=== BRIEF ===
Once the line containing "145L305 143L281 147L280" is found in the records below, return it and each following line exactly, up to and including the line containing "box: [326, 180, 372, 202]", and nothing else.

=== INFORMATION ===
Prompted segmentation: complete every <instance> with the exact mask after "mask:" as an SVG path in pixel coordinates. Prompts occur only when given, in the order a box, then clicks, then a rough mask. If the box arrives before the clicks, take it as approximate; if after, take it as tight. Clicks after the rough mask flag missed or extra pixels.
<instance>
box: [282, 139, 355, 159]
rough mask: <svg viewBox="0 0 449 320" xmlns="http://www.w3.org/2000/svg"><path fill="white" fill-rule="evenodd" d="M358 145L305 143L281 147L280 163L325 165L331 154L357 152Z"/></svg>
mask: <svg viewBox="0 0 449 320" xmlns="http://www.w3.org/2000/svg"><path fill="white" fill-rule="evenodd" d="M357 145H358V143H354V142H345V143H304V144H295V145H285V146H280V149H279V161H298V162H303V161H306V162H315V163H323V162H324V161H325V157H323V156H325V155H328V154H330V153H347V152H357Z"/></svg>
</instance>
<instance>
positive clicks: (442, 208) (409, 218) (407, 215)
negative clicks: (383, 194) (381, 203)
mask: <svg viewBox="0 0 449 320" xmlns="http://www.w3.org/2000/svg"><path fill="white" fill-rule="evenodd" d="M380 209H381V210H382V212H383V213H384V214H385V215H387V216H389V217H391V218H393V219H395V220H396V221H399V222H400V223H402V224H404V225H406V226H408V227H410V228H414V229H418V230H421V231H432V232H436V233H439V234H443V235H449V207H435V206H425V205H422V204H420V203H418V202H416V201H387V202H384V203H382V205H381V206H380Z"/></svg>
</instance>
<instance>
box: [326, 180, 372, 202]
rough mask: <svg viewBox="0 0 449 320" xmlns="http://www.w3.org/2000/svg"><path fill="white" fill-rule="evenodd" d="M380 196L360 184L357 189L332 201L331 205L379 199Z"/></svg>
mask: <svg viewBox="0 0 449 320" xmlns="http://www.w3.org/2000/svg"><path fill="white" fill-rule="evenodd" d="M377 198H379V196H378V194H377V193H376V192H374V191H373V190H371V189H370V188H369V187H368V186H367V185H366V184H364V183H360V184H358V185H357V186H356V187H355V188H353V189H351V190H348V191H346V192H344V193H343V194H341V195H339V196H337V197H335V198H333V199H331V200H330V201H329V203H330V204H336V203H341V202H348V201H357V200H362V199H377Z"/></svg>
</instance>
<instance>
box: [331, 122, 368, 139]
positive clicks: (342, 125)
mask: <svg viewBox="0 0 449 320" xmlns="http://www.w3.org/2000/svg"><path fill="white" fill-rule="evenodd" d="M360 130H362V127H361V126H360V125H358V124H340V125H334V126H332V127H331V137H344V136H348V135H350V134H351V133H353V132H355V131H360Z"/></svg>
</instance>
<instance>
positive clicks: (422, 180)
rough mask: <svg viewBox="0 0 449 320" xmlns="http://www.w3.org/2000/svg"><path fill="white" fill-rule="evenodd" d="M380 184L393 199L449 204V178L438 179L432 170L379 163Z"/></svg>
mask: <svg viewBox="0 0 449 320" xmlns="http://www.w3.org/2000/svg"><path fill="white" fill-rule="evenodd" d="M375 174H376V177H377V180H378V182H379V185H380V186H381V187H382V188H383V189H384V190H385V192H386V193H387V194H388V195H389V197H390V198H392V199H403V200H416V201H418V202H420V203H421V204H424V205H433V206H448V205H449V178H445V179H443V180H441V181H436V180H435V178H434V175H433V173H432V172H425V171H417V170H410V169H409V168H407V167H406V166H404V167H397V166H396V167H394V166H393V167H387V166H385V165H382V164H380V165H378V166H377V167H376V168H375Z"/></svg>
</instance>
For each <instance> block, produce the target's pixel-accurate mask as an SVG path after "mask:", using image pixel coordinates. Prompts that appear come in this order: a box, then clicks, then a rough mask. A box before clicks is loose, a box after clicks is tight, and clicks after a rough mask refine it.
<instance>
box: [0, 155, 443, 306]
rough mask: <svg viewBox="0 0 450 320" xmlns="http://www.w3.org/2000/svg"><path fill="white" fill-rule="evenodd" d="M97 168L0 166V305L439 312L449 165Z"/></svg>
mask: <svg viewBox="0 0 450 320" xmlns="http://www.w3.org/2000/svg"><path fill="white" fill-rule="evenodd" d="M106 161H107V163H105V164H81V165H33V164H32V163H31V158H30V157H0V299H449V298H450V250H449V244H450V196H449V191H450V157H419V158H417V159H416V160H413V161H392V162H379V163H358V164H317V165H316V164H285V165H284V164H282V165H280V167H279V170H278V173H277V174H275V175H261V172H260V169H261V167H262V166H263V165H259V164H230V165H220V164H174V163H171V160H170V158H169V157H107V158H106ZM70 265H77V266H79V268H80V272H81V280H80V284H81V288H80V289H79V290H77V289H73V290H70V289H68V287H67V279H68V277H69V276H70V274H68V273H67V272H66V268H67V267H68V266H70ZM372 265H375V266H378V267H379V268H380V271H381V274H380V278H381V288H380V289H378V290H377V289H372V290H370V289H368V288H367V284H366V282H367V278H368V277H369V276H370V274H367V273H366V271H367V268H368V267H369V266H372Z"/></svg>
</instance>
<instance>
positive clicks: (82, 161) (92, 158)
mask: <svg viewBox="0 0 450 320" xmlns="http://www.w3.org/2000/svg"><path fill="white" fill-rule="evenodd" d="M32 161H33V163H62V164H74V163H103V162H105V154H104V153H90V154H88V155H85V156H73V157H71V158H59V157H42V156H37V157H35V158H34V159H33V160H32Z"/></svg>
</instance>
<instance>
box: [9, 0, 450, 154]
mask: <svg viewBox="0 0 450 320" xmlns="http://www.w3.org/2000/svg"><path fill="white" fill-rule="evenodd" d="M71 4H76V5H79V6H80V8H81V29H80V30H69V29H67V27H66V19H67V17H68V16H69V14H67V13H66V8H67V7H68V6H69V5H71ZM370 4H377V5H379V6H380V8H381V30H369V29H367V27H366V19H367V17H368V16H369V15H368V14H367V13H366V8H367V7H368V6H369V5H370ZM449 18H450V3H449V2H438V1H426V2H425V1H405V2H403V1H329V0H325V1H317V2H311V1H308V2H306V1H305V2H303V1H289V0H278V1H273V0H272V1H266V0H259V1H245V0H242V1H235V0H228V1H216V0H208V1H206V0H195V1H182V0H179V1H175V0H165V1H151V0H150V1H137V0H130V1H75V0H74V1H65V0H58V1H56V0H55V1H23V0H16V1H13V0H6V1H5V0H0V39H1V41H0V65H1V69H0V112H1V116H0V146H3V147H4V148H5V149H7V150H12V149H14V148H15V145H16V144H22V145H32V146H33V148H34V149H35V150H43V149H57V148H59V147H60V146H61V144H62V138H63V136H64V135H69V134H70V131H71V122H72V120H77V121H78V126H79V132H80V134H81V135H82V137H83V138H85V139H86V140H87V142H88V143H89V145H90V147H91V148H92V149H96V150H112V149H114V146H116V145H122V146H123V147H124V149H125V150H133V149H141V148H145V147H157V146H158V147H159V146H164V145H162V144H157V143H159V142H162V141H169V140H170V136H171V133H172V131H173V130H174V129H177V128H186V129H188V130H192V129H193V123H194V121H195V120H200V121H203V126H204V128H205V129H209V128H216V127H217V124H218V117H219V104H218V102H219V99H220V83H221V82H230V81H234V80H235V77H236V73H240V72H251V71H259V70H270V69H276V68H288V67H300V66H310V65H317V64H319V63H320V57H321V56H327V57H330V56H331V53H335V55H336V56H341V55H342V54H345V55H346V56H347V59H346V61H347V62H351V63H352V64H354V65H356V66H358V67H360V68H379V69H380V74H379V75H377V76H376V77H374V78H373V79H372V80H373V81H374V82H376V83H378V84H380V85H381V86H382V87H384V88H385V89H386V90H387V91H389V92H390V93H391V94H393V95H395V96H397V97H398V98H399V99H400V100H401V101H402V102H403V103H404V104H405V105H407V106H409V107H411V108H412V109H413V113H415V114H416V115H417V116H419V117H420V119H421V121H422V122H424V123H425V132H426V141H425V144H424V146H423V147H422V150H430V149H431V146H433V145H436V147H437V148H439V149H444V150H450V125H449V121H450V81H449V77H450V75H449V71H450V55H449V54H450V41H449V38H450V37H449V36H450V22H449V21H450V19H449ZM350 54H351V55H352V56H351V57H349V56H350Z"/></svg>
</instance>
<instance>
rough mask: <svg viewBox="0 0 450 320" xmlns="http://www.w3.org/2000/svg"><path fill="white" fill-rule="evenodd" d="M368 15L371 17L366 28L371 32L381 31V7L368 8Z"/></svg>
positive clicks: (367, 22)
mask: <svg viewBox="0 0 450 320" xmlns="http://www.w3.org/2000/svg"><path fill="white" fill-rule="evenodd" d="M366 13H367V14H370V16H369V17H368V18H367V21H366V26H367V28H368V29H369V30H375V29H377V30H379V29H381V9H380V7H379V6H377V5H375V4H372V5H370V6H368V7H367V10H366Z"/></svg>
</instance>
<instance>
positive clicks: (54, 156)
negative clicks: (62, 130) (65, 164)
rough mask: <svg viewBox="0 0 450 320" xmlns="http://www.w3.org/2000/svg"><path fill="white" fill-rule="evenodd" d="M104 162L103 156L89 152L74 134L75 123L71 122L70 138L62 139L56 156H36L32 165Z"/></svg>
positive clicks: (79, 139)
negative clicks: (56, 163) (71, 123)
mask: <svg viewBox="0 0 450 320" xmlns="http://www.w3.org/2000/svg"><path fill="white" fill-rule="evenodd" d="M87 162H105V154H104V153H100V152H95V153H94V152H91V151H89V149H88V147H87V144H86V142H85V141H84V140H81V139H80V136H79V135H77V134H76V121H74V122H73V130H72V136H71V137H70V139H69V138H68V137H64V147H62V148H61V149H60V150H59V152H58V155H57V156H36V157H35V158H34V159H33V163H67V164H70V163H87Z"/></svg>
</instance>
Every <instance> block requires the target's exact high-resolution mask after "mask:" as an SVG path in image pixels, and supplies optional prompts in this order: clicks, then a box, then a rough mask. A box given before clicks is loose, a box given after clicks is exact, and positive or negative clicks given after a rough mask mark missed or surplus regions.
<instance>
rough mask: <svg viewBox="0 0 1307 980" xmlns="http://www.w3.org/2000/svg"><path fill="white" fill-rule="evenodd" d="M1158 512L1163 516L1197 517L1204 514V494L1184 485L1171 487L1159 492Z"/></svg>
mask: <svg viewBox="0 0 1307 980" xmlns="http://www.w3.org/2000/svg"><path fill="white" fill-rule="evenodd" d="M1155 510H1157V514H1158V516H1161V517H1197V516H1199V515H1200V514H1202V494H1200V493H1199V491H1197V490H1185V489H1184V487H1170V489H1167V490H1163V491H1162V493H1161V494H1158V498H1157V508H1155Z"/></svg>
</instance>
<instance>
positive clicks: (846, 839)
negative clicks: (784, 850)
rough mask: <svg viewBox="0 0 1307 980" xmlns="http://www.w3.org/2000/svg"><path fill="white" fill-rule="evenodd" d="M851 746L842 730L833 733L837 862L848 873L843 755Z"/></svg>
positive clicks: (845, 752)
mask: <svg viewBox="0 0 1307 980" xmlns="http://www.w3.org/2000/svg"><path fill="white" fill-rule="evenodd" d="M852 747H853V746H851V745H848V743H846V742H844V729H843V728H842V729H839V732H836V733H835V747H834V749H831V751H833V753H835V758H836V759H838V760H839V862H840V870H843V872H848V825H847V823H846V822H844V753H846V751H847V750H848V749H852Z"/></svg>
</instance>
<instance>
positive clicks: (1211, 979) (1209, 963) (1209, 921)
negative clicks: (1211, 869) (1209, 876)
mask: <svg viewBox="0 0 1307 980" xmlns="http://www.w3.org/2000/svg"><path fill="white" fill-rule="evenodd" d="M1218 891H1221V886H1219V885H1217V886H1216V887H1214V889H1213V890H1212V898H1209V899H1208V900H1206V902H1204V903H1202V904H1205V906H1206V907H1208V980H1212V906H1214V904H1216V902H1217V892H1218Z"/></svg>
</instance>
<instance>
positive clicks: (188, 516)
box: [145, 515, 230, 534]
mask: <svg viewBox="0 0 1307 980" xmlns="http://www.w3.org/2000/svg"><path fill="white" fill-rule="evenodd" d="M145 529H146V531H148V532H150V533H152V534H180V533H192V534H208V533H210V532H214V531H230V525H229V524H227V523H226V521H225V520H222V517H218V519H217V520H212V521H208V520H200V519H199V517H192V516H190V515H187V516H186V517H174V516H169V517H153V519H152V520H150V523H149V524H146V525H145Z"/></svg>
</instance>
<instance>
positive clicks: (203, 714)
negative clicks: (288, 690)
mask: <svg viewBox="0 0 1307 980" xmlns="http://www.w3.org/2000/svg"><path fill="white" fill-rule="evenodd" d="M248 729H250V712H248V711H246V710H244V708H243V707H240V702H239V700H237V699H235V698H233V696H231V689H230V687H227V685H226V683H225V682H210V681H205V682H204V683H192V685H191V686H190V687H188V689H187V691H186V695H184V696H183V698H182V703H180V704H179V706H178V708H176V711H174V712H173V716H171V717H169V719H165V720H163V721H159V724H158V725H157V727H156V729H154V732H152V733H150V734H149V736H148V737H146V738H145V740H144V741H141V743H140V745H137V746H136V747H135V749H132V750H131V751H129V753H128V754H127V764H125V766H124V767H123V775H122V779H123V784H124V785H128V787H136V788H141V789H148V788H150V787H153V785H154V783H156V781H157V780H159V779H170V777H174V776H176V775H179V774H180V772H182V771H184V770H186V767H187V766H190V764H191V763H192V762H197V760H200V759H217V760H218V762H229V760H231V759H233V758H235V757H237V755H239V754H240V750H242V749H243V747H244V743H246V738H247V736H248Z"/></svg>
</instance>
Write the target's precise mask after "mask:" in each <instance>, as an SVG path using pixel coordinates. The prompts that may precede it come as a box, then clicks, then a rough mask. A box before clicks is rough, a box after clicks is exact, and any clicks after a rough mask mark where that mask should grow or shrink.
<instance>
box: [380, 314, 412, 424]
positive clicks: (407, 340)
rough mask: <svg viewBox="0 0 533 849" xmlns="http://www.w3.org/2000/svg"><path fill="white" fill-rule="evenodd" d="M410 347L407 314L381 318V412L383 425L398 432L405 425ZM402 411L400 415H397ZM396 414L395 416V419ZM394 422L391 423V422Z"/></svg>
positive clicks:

=== RESULT OF THIS EXERCISE ===
rough mask: <svg viewBox="0 0 449 320" xmlns="http://www.w3.org/2000/svg"><path fill="white" fill-rule="evenodd" d="M358 145L305 143L281 147L280 163L325 165L331 154L357 152Z"/></svg>
mask: <svg viewBox="0 0 449 320" xmlns="http://www.w3.org/2000/svg"><path fill="white" fill-rule="evenodd" d="M357 145H358V143H354V142H345V143H304V144H295V145H285V146H280V149H279V161H298V162H303V161H306V162H315V163H323V162H324V161H325V157H323V156H325V155H328V154H330V153H347V152H357Z"/></svg>
</instance>
<instance>
positive clicks: (442, 208) (409, 218) (407, 215)
negative clicks: (383, 194) (381, 203)
mask: <svg viewBox="0 0 449 320" xmlns="http://www.w3.org/2000/svg"><path fill="white" fill-rule="evenodd" d="M380 209H381V210H382V212H383V213H384V214H385V215H387V216H389V217H391V218H393V219H395V220H396V221H399V222H400V223H402V224H404V225H406V226H408V227H410V228H414V229H418V230H421V231H432V232H436V233H439V234H443V235H449V207H435V206H425V205H422V204H420V203H418V202H416V201H387V202H384V203H382V205H381V206H380Z"/></svg>
</instance>
<instance>
box: [326, 180, 372, 202]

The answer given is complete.